[START RAW RECORDS]

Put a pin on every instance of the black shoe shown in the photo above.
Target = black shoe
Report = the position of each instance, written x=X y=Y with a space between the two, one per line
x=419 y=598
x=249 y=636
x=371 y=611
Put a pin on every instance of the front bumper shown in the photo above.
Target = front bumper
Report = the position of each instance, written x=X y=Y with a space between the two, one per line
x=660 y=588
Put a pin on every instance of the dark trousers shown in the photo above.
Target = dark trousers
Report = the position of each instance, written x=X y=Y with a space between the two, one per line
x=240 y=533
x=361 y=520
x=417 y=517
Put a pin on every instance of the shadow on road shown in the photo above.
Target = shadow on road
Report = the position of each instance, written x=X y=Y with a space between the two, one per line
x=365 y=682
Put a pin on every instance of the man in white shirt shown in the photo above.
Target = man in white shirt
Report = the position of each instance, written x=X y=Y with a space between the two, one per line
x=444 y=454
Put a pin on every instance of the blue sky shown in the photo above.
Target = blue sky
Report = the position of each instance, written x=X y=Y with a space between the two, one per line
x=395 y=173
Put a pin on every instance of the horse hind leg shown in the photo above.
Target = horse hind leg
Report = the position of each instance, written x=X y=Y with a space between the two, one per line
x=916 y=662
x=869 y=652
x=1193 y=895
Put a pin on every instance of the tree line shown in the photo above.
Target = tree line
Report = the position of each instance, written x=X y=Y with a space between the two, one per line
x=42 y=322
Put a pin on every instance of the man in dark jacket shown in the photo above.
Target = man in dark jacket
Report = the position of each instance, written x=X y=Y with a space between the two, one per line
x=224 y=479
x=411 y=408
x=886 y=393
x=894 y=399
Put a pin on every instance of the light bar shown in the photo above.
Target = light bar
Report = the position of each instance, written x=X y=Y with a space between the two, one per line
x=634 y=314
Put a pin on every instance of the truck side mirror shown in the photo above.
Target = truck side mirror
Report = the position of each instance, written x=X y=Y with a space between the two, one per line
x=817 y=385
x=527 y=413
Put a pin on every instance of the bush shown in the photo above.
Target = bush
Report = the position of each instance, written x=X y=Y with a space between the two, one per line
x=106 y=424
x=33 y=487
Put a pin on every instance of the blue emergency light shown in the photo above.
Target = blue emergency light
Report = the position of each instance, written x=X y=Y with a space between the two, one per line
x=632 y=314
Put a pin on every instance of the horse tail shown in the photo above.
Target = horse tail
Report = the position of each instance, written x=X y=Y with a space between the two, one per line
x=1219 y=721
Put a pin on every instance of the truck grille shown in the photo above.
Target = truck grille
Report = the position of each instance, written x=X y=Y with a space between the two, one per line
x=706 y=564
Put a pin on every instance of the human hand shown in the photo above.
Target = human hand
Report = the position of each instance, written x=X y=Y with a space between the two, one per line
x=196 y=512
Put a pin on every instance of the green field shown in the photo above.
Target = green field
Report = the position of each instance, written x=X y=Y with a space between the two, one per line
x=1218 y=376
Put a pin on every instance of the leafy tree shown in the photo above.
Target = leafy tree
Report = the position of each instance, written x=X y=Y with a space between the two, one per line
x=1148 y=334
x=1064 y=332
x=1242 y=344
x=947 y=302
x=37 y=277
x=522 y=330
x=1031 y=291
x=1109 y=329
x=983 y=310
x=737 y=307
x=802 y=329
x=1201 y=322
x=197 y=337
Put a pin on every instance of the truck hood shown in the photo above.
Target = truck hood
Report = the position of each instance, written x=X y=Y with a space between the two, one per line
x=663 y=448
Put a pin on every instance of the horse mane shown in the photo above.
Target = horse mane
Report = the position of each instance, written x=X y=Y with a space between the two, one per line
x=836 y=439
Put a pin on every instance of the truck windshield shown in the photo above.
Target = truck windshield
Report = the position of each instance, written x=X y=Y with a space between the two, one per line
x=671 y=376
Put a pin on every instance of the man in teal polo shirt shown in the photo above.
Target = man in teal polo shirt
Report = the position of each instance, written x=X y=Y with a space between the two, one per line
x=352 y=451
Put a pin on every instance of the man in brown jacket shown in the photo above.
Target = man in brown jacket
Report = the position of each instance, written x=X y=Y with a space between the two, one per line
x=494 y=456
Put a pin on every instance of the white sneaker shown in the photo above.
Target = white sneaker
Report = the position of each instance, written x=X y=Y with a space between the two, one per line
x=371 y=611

[END RAW RECORDS]

Reproduce all of the material above word for word, keeping every line in its original order.

Put a pin on every instance of the black shoe shown in the photo above.
Target = black shoe
Report = the position of each instance, written x=X y=Y with a space between the two, one per line
x=419 y=598
x=249 y=636
x=371 y=611
Put a pin on every instance of the front bumper shown in the photo above.
Target = front bumper
Report = the position of each instance, written x=X y=Y with a space between the two, one per line
x=660 y=588
Put a pin on every instance of the dark trousers shown in the photo above.
Target = dark trousers
Report = the position of each instance, written x=X y=Y with a space between the two, one per line
x=240 y=533
x=361 y=520
x=417 y=517
Put a pin on every instance of the shadow on road shown in the photo above.
Target = shadow on road
Report = the position of each instance, written x=X y=Y with a space between the two, one per line
x=365 y=682
Put a pin on every instance of the man in white shirt shown in the photo above.
Target = man in white shirt
Report = the position of each instance, written x=X y=Y with a space between the two, one per line
x=444 y=454
Put a pin on every instance of the blue sky shown in the photo above.
Target = blue sky
Report = the position of each instance, written x=X y=Y with a space between the two, one per line
x=395 y=173
Put a pin on every instance of the horse hind leg shown in the photo above.
Target = horse hind leg
Report = the position of each instance, written x=X y=Y with a space between the two, one per line
x=916 y=662
x=869 y=652
x=1193 y=895
Put a pin on every instance of the tree line shown in the photo above.
Target = tree line
Report = the position of each instance, written x=X y=Y with a space between the two, one per line
x=42 y=322
Put a pin on every instance of the man in dark jacket shown in the photo above.
Target = man in dark jacket
Report = the position of each instance, written x=X y=Y with a space between the two, one per line
x=224 y=479
x=411 y=408
x=886 y=393
x=894 y=399
Put a pin on every instance of the light bar shown in the photo above.
Target = light bar
Report = the position of each instance, written x=X y=Y with a space between the two, one per line
x=634 y=314
Put a pin on every instance of the truck side mirror shown in the photo above.
Target = truck side mirror
Report = the position of each instance, written x=X y=Y with a space between the two, one per line
x=817 y=385
x=527 y=413
Put a pin on every instance of the bush shown in the photo above.
Target = bush
Report = the position of each instance, written x=X y=Y with a space between the two, one per line
x=106 y=424
x=33 y=487
Put a pin on every instance of the blue emergency light shown in the photo above.
Target = blue emergency light
Report = the position of each instance, written x=X y=Y with a space between the two, one per line
x=632 y=314
Put a pin on every instance of the horse tail shown in the photo above.
Target = horse tail
Report = the position of each instance, written x=X y=Y with a space between the two, one per line
x=1219 y=721
Put a pin on every instance of the truck grille shown in the photo above.
Target = truck grille
Report = the position of each instance, written x=X y=Y with a space between the two, one per line
x=706 y=564
Put a pin on every instance of the human hand shown in the photo above.
Target = human hand
Report = the position of each instance, written x=X y=Y with a space between the two, one per line
x=196 y=512
Put a pin on every instance of the green field shown in the photo above.
Target = green field
Report = the position of each instance, written x=X y=Y with a space between the two, one per line
x=1218 y=376
Put a pin on every instance of the leafy tree shown in the photo above.
Target = leafy tree
Report = the position of each instance, written x=X y=Y with a space between the two, one per line
x=1148 y=334
x=1064 y=332
x=1242 y=344
x=947 y=302
x=37 y=277
x=522 y=330
x=1031 y=291
x=1109 y=329
x=983 y=310
x=737 y=307
x=802 y=329
x=1201 y=322
x=197 y=337
Put a pin on every instance of the truck hood shown in the photo above.
Target = truck hood
Report = the position of each instance, written x=X y=Y with a space between the two, one per line
x=663 y=448
Put a pin on every instance of the horse mane shown in the photo above.
Target = horse mane
Report = the position of each instance, written x=X y=Y with a space between the two, one per line
x=836 y=439
Put a pin on every instance of the truck windshield shown in the photo above.
Target = truck windshield
Report = the position of each instance, written x=X y=Y with a space between the two, one per line
x=671 y=376
Put a pin on every instance of the man in teal polo shirt shown in the photo above.
Target = man in teal polo shirt
Report = the position of each instance, written x=X y=Y with a space between the two, one per line
x=352 y=451
Put a pin on every instance of the man in brown jacket shown in the photo above.
Target = man in brown jacket
Report = the position of each instance, written x=X y=Y with a space between the two, one per line
x=494 y=456
Put a pin on every instance of the white sneaker shown in the photo above.
Target = white sneaker
Report = the position of each instance, written x=X y=Y with a space between the two, one per line
x=371 y=611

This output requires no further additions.